Task objective: Start at the line with "In an <instance>" in the records below, stop at the line with "box: [212, 337, 313, 370]", and return every line in that span exactly, the two end lines included.

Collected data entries
Start of Block
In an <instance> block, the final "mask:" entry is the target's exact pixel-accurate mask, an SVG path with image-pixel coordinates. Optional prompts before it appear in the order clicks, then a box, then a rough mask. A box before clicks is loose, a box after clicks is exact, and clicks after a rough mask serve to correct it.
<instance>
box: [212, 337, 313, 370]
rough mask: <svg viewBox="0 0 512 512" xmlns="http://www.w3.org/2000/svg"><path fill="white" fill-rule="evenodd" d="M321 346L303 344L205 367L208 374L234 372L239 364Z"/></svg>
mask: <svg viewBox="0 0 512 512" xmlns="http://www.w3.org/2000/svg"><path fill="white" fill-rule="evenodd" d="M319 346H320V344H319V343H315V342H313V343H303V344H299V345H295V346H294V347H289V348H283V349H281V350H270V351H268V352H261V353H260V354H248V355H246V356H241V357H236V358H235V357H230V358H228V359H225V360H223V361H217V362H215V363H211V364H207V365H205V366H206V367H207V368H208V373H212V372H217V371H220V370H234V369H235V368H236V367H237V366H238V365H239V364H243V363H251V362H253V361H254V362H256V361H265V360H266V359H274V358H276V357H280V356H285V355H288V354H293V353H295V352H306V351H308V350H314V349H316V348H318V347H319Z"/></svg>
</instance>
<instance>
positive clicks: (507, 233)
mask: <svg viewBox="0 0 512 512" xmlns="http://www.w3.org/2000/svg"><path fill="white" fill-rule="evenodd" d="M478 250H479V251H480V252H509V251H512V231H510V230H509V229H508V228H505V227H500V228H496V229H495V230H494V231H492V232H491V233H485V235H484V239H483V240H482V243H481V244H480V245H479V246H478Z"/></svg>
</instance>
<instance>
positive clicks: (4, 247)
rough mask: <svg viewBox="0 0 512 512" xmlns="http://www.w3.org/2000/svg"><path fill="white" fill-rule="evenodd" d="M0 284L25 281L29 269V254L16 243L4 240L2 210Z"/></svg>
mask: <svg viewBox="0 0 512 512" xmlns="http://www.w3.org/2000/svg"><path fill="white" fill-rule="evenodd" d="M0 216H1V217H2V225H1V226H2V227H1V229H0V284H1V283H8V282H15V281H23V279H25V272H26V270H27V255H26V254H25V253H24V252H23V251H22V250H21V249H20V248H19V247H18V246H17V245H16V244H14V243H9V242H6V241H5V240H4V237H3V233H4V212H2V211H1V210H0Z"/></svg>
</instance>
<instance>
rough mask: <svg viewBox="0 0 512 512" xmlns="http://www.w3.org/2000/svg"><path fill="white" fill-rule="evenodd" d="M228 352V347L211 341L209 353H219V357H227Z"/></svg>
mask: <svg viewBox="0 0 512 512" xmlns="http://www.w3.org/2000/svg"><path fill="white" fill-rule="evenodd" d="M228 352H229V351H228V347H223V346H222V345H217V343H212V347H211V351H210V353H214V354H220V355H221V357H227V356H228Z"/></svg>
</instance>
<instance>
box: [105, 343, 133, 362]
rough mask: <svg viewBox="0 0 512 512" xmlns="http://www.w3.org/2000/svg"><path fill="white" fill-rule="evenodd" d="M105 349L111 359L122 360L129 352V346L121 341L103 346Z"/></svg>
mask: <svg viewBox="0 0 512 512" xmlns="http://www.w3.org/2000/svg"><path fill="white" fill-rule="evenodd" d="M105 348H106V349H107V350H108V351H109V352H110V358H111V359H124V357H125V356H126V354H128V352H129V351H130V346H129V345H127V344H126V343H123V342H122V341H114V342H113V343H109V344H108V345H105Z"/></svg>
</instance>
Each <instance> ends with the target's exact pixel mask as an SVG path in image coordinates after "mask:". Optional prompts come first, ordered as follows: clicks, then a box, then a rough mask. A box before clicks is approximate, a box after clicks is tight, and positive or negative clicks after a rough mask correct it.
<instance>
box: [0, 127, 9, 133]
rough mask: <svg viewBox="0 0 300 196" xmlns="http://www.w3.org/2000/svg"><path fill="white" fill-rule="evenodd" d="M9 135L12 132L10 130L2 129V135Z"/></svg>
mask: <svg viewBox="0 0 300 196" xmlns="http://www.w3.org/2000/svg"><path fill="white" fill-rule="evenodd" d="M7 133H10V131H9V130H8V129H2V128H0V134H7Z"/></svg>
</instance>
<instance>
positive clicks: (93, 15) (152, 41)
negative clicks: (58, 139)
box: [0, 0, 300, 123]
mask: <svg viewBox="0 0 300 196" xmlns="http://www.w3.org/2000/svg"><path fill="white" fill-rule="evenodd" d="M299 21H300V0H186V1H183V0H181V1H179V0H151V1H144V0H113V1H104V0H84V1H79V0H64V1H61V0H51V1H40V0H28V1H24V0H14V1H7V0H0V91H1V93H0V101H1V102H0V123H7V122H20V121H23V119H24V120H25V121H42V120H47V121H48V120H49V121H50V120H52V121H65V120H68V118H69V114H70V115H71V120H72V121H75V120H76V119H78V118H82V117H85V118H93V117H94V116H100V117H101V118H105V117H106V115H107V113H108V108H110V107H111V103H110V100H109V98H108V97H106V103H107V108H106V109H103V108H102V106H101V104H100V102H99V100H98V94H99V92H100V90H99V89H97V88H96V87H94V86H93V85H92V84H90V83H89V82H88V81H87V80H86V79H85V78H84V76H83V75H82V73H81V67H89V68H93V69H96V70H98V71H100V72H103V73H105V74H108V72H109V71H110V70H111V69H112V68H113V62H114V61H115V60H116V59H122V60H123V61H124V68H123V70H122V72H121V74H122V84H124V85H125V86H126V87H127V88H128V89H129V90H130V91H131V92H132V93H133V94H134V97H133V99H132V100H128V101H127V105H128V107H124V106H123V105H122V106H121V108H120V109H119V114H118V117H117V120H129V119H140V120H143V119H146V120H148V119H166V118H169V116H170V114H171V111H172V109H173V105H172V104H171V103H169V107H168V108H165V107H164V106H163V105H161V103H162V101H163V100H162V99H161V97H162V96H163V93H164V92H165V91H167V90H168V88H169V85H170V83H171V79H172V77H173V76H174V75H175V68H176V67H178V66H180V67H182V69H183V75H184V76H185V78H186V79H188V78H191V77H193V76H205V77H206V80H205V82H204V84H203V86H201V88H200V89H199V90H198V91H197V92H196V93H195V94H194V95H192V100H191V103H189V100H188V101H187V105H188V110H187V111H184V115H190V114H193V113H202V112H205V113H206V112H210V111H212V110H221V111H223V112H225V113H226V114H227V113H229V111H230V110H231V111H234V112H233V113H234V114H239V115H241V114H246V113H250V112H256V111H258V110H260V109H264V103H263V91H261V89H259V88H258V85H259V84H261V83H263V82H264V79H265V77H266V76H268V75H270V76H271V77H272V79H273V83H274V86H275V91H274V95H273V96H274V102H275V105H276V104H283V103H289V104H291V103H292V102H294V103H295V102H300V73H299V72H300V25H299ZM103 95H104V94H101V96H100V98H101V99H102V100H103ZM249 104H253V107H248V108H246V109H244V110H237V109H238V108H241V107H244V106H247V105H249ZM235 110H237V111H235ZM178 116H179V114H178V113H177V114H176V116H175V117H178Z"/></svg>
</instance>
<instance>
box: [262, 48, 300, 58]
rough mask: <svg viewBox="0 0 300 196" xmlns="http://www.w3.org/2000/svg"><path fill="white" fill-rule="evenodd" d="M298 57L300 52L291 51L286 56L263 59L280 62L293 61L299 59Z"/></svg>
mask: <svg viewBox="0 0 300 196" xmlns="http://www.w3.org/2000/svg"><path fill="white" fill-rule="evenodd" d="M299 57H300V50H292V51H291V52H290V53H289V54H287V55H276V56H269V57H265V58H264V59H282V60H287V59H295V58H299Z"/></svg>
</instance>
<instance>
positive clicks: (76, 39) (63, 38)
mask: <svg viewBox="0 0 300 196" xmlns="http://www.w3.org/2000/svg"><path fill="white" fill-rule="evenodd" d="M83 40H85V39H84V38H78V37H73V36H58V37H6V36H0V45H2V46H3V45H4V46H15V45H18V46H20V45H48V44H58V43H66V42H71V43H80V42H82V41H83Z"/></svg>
End of Block
Start of Block
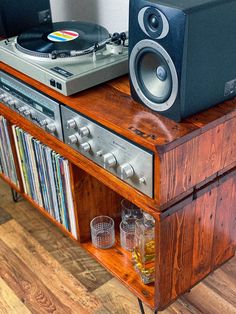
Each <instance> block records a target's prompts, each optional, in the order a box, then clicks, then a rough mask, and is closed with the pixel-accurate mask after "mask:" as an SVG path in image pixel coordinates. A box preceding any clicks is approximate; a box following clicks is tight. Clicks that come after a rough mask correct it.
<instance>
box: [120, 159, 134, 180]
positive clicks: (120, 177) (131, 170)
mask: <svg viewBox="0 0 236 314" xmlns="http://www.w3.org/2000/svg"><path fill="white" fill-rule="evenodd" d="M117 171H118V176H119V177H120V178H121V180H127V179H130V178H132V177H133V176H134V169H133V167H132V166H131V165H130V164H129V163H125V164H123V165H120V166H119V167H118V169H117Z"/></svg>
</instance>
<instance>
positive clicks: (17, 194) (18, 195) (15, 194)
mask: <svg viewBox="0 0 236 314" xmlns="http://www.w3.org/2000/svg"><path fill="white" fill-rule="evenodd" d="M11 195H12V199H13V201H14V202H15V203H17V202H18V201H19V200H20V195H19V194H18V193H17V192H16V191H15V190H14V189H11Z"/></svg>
End of Block
Start of Block
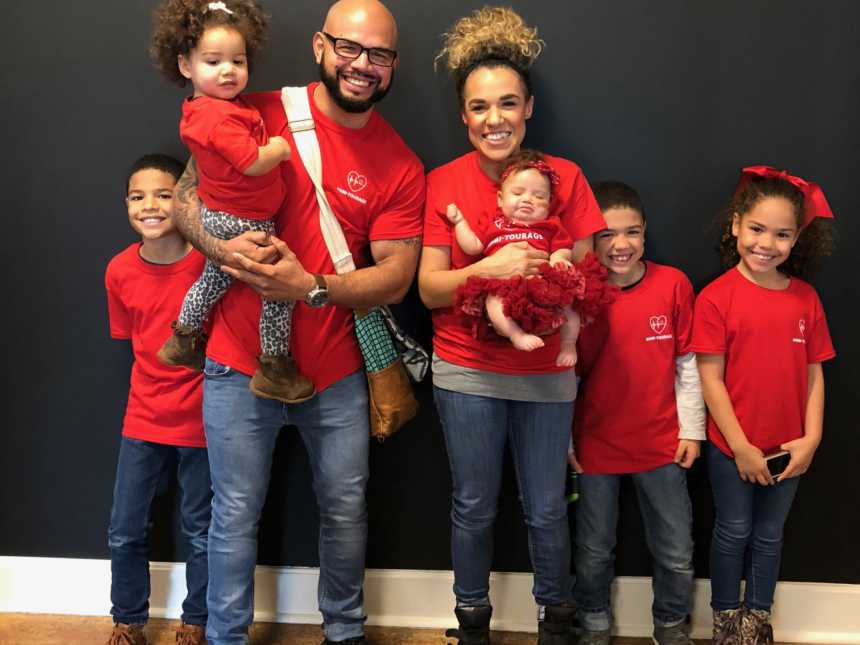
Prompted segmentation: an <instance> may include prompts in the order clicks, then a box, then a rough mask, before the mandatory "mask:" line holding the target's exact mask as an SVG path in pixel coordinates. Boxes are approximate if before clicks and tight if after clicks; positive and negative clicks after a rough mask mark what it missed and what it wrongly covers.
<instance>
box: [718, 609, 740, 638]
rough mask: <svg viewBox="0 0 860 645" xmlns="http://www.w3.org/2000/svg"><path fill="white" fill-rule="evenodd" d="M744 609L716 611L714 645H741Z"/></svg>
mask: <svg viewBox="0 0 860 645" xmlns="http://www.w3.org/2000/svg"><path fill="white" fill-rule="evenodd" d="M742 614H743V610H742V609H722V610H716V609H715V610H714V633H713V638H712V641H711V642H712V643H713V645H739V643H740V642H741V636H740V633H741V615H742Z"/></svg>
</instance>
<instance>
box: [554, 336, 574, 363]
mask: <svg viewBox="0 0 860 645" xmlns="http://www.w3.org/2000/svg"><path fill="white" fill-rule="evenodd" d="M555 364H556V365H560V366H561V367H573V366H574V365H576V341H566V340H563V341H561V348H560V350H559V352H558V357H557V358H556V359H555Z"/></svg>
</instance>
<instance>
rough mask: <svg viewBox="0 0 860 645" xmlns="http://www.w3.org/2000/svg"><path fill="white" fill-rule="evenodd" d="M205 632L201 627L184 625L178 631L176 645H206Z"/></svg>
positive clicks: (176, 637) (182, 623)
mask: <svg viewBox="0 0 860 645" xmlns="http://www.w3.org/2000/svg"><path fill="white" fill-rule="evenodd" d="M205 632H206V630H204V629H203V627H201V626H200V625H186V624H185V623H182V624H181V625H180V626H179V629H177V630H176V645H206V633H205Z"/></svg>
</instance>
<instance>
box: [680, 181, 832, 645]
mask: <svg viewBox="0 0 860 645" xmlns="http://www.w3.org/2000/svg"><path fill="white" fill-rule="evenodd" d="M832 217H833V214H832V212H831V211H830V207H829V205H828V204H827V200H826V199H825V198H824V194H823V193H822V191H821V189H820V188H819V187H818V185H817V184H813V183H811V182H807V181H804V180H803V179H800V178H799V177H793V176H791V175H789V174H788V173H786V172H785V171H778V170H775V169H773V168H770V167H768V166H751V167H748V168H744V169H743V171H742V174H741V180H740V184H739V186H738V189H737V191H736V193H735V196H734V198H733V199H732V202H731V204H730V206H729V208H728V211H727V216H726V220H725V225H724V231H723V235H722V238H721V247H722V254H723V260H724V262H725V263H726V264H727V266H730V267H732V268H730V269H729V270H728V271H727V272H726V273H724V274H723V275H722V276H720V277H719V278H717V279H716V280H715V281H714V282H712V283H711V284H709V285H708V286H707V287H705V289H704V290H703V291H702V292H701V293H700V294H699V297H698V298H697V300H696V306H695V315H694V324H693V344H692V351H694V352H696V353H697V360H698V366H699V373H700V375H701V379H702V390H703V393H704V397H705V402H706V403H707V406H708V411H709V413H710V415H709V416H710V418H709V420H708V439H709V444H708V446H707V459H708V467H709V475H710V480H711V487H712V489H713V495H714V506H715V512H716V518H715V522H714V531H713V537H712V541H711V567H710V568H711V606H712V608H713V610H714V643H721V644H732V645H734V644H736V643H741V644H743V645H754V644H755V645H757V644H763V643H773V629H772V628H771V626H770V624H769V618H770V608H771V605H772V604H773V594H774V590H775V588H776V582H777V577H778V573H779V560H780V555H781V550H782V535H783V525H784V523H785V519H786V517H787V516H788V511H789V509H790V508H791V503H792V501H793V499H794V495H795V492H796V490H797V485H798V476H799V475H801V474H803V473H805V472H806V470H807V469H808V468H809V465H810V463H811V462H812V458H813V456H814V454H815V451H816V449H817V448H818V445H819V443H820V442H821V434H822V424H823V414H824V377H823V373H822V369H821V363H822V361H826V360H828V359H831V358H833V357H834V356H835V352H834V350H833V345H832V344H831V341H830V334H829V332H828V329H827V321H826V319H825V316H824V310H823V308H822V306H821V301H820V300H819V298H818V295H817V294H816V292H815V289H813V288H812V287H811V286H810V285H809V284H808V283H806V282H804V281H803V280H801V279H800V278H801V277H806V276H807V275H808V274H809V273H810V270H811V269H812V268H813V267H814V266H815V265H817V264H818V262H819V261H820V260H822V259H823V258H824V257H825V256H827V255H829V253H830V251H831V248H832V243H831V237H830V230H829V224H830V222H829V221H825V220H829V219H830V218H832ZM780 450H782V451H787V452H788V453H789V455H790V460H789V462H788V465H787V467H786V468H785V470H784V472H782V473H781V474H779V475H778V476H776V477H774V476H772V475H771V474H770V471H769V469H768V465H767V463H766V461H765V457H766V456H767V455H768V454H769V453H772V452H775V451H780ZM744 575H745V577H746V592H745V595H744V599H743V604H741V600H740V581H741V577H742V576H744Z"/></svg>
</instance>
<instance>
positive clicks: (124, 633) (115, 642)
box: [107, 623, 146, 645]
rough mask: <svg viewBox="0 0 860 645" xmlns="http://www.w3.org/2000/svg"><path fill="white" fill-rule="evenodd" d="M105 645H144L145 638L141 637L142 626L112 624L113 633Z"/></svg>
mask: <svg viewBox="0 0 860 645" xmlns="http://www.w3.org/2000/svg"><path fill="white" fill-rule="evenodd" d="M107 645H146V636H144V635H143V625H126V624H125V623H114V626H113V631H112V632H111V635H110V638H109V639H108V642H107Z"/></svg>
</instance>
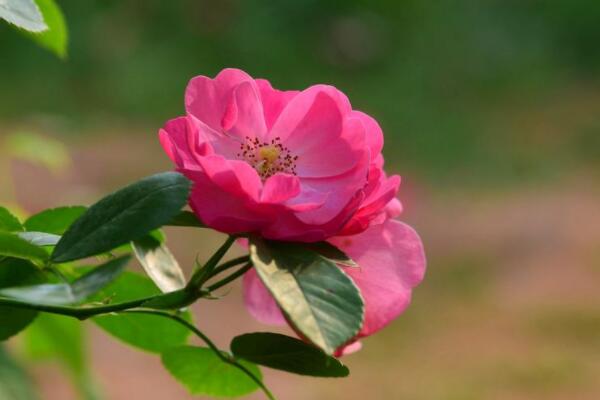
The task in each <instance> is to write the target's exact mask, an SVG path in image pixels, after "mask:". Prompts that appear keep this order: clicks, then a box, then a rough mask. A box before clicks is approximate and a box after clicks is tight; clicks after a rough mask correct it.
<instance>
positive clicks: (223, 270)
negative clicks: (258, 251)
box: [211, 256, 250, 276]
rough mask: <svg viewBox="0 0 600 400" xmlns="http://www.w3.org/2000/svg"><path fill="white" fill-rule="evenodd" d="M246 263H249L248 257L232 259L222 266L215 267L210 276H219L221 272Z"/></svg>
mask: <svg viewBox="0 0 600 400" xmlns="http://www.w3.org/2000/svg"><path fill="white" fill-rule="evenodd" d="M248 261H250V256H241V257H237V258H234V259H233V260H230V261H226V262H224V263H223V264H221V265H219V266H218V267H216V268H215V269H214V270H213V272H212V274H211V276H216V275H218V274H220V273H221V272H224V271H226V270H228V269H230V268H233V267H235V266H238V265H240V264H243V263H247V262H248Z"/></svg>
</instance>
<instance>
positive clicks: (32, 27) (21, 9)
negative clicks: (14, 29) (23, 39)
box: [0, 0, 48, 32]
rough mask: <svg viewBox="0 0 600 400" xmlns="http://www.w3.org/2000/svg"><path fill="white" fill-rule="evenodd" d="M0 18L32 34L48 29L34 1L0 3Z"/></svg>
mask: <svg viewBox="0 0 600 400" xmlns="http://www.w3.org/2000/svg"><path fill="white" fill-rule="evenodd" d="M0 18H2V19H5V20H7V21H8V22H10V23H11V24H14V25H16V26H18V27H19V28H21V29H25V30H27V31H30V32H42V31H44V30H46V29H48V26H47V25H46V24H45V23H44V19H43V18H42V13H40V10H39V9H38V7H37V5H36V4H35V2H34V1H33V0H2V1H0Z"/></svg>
End of Block
Answer to this problem:
In an <instance> block, the final "mask:" entry is the target's exact pixel-accurate mask, an SVG path with image-pixel coordinates. Optional prompts before it appear in the order clicks, then a box, then a rough mask. A box before clicks is loose, a box after clicks is exact, and clicks after a rough mask serve to correct it.
<instance>
box: [212, 337, 313, 370]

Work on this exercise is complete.